═══ INFORMATION PROVIDED ═══
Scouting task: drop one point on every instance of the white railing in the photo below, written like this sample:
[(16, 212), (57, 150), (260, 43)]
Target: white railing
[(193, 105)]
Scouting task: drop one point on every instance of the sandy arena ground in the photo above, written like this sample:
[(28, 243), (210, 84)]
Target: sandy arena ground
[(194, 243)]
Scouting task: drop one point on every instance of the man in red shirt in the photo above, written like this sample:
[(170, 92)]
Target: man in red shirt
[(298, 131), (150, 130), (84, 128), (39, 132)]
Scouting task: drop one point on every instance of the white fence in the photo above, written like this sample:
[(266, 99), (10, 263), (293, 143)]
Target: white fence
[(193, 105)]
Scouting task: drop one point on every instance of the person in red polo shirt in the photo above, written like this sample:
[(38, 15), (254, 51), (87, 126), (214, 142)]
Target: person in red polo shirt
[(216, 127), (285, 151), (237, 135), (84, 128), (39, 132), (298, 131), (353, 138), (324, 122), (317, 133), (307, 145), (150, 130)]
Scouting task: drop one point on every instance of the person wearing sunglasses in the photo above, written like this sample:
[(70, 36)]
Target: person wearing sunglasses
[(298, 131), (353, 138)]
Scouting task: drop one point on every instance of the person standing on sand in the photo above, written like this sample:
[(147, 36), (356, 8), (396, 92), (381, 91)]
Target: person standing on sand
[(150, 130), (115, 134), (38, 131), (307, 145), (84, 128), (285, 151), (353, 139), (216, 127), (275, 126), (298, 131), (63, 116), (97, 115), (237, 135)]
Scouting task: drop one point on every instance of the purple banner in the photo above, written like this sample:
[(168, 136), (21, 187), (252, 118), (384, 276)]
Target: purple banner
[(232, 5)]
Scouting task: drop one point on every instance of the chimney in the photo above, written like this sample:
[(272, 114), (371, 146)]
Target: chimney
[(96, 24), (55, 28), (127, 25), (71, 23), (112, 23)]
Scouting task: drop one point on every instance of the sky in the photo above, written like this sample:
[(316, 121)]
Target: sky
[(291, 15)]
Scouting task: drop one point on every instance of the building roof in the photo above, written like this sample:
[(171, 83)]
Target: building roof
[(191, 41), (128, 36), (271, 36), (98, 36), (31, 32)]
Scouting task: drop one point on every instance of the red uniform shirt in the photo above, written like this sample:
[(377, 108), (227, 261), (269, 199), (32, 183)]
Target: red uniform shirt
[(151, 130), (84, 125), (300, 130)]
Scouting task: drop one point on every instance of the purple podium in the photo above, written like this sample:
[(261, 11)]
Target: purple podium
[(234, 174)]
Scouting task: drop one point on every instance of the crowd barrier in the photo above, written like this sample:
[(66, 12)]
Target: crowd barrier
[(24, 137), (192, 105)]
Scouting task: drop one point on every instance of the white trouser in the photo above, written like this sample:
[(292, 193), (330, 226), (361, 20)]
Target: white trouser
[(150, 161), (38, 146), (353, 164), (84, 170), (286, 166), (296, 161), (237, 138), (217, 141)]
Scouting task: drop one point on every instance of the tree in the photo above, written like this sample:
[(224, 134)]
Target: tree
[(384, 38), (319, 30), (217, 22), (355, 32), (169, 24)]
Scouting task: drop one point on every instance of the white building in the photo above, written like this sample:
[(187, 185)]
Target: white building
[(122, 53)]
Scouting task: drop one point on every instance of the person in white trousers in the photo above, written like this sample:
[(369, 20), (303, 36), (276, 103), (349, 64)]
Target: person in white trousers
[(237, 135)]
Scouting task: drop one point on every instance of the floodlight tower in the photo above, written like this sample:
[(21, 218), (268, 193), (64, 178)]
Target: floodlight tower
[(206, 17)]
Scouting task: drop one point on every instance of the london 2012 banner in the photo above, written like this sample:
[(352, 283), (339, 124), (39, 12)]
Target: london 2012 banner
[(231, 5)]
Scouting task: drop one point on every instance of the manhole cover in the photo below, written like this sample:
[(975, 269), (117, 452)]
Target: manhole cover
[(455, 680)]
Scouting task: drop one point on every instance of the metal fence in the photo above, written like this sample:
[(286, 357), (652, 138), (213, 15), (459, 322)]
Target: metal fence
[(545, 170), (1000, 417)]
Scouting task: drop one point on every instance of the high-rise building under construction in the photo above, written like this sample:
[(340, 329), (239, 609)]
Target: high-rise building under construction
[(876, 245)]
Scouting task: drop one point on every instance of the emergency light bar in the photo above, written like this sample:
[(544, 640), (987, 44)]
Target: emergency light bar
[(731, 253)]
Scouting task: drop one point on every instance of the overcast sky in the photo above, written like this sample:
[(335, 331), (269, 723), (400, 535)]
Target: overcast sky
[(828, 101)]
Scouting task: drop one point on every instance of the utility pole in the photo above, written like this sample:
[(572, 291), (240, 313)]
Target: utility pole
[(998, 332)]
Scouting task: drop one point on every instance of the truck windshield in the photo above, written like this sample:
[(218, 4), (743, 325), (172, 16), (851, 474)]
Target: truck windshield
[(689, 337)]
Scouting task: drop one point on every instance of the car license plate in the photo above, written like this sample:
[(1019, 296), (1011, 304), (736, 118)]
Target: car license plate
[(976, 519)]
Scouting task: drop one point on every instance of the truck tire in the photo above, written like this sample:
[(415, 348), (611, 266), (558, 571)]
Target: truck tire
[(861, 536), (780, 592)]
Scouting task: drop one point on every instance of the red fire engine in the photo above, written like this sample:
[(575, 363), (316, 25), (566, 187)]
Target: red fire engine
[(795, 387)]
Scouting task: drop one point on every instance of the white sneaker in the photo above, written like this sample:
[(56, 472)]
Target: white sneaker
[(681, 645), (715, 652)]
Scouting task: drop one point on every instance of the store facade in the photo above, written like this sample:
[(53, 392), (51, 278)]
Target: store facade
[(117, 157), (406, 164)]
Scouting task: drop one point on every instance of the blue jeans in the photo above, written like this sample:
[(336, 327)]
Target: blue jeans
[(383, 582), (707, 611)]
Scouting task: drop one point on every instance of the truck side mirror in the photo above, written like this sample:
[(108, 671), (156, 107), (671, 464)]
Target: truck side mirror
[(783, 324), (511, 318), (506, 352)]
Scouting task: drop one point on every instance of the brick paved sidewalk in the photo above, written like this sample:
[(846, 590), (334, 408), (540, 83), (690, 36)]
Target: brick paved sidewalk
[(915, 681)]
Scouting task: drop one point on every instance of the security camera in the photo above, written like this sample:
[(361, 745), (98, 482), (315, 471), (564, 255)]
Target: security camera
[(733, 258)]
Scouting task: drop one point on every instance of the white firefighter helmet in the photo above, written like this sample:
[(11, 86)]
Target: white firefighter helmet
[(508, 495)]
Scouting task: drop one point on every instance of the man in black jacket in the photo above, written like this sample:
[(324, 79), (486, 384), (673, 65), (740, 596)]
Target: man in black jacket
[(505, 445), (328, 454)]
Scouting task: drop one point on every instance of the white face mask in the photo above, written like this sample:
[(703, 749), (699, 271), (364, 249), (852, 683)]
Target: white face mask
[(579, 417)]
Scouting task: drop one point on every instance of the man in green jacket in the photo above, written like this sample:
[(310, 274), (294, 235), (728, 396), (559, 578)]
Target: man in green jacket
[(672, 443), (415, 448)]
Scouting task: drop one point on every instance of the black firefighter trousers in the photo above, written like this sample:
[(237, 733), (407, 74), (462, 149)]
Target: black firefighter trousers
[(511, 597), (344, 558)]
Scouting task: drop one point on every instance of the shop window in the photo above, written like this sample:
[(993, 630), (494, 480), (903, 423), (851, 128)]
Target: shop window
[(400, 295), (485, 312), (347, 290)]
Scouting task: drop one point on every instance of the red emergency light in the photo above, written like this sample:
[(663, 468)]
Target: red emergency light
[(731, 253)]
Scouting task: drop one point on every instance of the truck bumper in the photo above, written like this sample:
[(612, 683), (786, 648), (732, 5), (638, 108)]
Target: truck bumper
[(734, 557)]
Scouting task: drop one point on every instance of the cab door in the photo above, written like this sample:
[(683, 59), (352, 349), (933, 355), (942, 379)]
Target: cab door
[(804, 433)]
═══
■ INSTRUCTIONS TO FOLLOW: Express the lines of the records above, from the one containing "Scouting task: drop one point on every instance of the shop" through the last line, inclusive, as a JSON list of strings with one string per line and no blank lines.

■ COMPLETED EXERCISE:
[
  "Scouting task: drop one point on every instance of the shop window in the photo above, written like this sample:",
  "[(993, 630), (494, 480), (903, 423), (851, 128)]",
  "Target: shop window",
  "[(400, 295), (485, 312), (347, 290)]",
  "Scouting task: drop one point on every instance of the red emergency light in the photo above, written like this sample:",
  "[(663, 468)]",
  "Target: red emergency light",
  "[(731, 253)]",
  "Scouting task: drop one point on every instance of the truck bumper in the photo above, written like this sample:",
  "[(612, 683), (786, 648), (732, 5), (638, 108)]",
  "Target: truck bumper",
  "[(734, 557)]",
  "Scouting task: drop one point on every instance of the cab door in the photo above, written like this sample:",
  "[(683, 59), (352, 349), (933, 355), (942, 379)]",
  "Target: cab door",
  "[(804, 433)]"
]